▶ Problem description: Lines that include the string "fillet" are the ones to copy from the entries below.

▶ Supplied information:
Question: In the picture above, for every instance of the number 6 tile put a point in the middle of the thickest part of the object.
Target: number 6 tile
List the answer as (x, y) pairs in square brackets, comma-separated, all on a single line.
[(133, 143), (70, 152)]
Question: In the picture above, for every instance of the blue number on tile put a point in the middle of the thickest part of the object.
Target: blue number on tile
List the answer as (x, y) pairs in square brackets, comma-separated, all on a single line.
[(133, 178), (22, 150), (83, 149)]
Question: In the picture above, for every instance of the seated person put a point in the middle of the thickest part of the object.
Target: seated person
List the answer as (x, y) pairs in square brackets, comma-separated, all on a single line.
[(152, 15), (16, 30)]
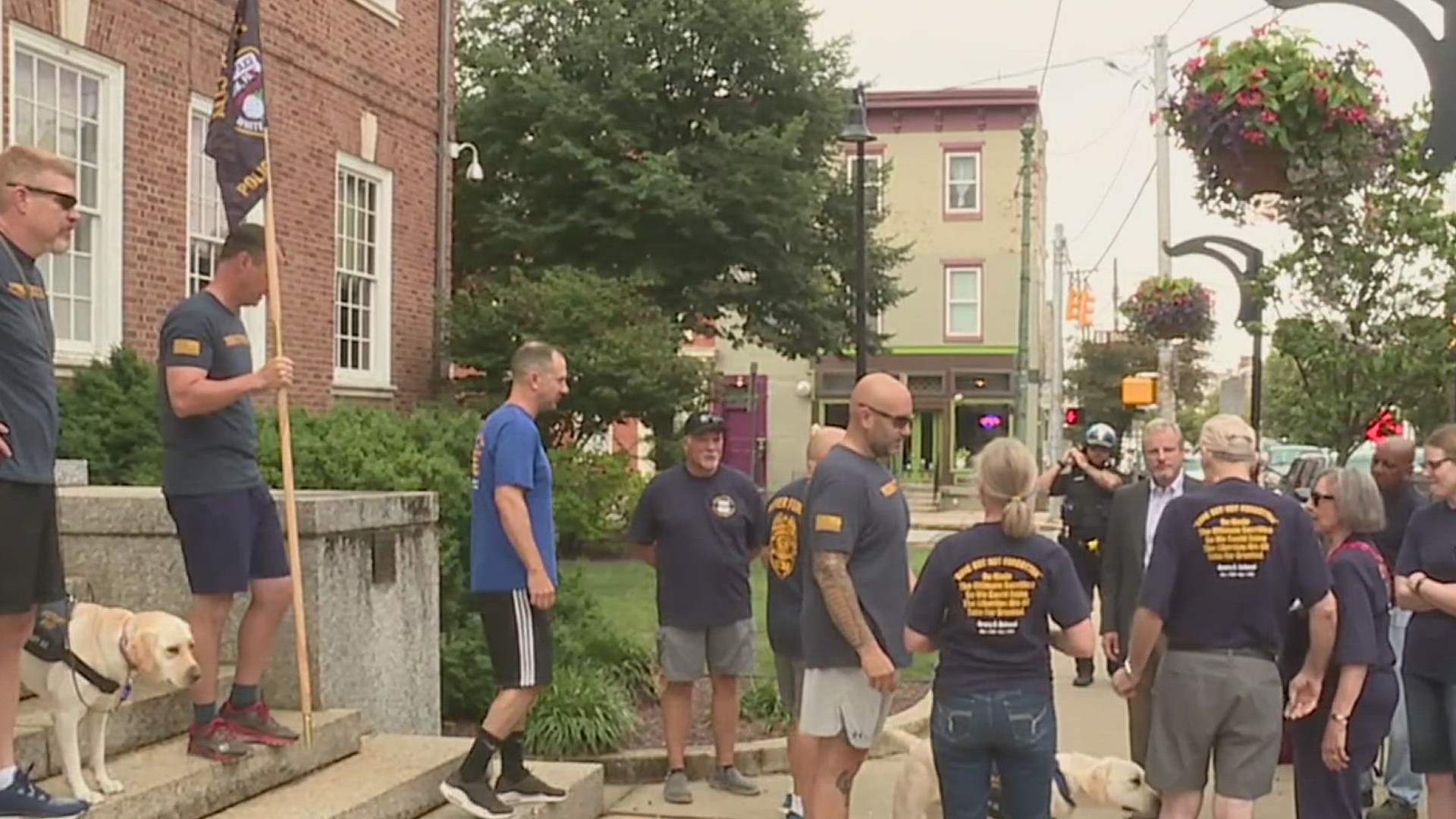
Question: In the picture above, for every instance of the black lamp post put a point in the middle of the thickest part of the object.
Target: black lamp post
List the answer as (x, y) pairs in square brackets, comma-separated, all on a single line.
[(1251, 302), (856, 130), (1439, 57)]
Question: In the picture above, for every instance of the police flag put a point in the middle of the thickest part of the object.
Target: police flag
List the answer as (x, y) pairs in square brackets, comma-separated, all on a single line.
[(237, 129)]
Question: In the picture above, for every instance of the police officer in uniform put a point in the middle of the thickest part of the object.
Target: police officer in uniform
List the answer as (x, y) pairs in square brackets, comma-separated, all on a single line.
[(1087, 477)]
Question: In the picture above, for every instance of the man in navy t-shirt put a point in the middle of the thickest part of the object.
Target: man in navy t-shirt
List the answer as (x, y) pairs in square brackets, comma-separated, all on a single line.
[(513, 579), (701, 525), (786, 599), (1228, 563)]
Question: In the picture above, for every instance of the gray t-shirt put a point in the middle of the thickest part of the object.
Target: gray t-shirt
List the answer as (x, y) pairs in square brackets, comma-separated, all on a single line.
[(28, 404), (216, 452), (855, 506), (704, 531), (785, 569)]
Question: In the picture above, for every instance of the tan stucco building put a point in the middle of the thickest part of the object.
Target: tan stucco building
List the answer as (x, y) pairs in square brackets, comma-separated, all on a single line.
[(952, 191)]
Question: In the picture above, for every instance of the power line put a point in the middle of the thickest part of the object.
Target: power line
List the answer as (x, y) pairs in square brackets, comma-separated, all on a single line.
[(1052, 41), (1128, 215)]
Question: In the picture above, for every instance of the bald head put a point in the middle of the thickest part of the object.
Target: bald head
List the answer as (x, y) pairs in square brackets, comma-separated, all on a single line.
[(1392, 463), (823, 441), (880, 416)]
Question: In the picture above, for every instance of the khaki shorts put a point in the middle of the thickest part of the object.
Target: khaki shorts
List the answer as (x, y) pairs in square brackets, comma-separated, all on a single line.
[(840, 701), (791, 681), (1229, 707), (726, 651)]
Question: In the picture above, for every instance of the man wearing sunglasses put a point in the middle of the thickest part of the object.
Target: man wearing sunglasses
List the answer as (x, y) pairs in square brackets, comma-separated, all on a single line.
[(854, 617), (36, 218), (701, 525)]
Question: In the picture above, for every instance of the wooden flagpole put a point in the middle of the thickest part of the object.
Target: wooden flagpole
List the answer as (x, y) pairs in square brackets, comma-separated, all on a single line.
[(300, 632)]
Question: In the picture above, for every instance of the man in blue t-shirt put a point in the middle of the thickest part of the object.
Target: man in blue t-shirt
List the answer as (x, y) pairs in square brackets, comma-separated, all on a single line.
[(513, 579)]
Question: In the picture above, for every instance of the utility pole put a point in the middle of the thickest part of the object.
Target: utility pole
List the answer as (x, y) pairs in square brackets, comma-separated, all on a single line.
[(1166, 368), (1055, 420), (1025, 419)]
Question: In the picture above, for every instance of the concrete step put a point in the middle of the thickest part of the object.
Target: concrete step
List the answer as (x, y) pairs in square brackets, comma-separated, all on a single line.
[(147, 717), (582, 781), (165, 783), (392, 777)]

--

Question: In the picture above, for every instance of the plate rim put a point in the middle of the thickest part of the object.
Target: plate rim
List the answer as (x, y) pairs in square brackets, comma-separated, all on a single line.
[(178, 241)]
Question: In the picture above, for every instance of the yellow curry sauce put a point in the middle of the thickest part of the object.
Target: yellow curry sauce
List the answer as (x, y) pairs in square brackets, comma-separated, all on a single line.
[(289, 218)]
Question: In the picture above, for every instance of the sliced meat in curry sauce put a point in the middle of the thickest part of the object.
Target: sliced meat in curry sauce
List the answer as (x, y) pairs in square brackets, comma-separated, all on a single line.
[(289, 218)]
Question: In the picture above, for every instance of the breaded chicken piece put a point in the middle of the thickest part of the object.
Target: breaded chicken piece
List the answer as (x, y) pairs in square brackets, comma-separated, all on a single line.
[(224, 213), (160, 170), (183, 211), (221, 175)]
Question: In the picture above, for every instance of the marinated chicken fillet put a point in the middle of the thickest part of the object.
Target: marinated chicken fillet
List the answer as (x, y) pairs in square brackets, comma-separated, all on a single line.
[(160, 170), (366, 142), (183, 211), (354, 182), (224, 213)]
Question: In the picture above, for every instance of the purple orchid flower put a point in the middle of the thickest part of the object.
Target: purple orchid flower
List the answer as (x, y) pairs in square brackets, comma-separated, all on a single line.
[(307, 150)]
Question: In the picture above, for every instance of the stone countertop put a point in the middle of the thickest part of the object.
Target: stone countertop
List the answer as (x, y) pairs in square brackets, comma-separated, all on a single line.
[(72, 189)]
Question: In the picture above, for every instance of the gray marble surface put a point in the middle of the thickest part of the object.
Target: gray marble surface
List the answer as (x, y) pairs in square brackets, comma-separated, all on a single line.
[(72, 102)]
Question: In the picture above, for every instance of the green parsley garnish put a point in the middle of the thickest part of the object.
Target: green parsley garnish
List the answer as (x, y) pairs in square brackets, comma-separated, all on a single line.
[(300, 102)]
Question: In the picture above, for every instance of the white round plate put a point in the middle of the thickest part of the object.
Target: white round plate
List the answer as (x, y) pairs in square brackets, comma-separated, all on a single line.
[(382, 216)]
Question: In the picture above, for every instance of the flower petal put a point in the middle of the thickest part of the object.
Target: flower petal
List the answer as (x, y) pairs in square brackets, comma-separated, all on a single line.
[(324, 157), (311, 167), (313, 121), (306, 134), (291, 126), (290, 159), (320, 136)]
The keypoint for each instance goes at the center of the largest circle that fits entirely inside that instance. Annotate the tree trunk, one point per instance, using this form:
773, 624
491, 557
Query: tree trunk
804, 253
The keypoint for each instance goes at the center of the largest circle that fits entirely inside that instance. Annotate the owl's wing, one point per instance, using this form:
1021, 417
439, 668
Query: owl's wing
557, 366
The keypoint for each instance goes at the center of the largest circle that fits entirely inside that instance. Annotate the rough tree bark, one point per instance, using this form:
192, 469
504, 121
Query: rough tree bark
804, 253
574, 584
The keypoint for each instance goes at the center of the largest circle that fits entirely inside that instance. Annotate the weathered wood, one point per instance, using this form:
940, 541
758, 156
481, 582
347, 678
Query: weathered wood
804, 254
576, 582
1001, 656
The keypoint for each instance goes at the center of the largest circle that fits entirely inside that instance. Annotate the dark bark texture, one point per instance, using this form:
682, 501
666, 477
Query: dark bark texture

==

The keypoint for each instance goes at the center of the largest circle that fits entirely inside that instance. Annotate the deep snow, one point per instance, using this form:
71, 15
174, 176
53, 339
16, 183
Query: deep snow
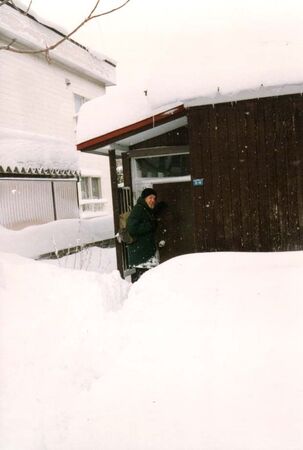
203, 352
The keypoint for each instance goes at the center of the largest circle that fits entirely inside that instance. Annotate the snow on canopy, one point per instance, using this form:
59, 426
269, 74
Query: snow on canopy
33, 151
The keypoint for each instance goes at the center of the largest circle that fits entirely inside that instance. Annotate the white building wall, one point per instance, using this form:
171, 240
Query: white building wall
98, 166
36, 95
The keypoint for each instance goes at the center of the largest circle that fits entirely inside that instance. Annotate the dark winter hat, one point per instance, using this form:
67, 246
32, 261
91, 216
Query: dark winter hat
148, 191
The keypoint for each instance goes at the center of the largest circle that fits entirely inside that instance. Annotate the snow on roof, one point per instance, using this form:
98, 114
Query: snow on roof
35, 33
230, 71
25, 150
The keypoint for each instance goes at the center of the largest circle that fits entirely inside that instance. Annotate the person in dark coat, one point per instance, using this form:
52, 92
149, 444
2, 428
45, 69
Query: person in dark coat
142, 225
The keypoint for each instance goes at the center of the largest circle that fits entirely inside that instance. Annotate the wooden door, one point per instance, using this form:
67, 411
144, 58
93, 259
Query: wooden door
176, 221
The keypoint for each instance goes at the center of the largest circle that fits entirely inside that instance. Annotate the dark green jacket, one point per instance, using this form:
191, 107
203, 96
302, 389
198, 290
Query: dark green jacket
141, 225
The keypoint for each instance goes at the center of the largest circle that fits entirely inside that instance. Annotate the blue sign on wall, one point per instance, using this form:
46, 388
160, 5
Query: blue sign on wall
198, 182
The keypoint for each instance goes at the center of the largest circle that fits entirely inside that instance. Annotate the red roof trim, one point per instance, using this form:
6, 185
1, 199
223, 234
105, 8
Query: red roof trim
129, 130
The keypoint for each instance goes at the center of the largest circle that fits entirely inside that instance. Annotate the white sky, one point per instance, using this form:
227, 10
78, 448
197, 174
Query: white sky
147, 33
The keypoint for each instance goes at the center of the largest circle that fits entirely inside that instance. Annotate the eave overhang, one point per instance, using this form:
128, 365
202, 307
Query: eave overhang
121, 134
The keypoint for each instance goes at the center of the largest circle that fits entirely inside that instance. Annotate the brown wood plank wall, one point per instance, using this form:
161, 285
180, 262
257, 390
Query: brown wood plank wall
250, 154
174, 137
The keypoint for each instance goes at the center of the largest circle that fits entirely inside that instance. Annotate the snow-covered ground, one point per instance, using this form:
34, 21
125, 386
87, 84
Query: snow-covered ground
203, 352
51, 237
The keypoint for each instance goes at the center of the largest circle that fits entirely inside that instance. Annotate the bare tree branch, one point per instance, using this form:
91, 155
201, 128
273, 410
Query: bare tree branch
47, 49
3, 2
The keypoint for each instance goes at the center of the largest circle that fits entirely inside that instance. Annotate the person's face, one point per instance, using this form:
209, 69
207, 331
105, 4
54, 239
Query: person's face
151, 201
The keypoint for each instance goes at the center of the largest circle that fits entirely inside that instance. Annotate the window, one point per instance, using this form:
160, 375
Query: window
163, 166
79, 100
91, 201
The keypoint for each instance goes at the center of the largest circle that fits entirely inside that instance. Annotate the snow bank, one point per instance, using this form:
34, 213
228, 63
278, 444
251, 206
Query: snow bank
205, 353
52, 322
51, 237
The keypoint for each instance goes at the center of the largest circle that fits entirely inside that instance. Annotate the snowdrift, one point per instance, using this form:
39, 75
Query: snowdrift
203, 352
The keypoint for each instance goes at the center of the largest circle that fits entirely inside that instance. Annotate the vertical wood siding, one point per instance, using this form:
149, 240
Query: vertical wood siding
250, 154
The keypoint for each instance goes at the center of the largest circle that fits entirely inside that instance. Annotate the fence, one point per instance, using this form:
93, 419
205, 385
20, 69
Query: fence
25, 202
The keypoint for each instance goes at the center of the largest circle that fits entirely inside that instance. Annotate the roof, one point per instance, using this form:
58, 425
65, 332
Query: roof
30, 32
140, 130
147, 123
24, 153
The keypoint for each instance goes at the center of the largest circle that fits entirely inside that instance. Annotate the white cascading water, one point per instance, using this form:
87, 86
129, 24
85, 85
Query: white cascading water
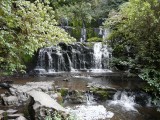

▶ Result:
Question: In the picture above, for every instance of the marinated chicken fillet put a point in the middle of the thickest part of the object.
Target: marinated chicken fillet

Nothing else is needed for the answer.